## PROBLEM TO SOLVE
Reproduce the entries below word for word, beginning at the line that contains "shoe above? Mark it with a dot." and ending with the line that contains "post above? Mark it with a dot.". Omit any pictures from your copy.

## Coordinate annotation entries
— Begin —

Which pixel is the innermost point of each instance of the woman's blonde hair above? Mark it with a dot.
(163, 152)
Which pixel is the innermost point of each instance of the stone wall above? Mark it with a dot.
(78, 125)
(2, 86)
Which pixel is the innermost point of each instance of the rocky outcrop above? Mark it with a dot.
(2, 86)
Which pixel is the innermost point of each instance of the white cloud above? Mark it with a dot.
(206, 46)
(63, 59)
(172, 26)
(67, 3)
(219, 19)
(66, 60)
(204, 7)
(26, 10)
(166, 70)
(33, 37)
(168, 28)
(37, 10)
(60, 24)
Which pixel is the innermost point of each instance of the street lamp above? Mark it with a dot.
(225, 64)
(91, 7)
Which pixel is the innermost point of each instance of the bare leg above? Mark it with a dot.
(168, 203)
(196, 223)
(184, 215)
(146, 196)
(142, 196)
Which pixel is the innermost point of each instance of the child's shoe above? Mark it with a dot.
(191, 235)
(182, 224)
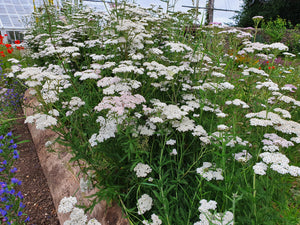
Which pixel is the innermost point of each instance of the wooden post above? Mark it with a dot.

— End —
— Begin —

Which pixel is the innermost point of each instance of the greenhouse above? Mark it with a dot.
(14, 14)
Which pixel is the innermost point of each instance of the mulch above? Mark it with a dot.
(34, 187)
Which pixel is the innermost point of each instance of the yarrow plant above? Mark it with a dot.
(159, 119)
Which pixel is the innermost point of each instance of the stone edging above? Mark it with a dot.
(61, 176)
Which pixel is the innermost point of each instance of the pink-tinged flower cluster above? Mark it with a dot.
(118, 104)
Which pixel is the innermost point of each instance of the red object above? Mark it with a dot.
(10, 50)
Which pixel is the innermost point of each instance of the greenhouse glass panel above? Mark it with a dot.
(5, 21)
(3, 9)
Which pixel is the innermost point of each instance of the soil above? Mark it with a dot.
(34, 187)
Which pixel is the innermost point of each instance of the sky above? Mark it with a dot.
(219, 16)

— End —
— Begin —

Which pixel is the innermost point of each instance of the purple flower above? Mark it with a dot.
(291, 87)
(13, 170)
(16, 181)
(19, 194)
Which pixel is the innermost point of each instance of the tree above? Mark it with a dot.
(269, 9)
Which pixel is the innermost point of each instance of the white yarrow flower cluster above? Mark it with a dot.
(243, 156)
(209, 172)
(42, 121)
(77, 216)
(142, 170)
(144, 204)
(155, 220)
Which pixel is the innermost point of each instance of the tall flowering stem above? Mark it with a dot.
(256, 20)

— End —

## ANSWER TO THE EXERCISE
Which pixel is the innermost point of each instance of the child's shoe above? Mark it with a dot.
(191, 235)
(182, 224)
Which pixel is the innermost point of each instance of the wooden post above? Mark it with a dot.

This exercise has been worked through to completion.